**MATERIAL PROVIDED**

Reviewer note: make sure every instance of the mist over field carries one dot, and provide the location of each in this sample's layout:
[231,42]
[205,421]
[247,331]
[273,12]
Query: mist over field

**WRITTEN REQUEST**
Which lines of the listing above contain the word "field"? Return each of them in full.

**REPLY**
Reviewer note: make sure every instance of the mist over field carries one dot, and provide the location of each in this sample's layout:
Query: mist over field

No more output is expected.